WHAT TO WORK ON:
Among the entries below, find the lines with the word "distant" and copy them.

THE INPUT:
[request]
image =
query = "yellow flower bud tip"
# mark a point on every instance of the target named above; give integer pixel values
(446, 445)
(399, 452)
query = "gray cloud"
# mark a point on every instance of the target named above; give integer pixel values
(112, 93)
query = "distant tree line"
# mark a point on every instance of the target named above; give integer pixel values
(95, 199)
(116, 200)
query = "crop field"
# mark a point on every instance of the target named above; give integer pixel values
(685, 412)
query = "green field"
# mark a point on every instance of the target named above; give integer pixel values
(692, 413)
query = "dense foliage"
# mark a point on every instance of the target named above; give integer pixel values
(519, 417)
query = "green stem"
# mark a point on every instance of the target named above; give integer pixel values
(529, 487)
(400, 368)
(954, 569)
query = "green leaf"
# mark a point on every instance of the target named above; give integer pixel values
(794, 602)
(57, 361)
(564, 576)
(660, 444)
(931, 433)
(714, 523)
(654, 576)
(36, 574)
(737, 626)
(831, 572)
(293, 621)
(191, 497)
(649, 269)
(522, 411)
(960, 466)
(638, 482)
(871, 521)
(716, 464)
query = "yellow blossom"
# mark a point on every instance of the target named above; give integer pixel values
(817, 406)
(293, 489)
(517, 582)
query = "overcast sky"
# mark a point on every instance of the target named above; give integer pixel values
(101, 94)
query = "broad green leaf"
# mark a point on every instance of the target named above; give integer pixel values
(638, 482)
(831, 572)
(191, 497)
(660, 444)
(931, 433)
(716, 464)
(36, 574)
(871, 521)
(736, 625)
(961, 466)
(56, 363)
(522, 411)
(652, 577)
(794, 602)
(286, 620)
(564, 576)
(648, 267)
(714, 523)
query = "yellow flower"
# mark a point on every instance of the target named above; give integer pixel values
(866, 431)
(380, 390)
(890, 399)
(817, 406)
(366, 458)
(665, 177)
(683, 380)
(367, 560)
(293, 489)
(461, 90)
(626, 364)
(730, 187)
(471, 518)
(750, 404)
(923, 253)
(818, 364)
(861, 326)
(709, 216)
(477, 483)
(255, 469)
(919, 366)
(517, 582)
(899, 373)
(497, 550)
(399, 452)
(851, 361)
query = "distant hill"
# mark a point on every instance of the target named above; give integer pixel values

TASK SOLUTION:
query = "distant tree line"
query = "distant hill"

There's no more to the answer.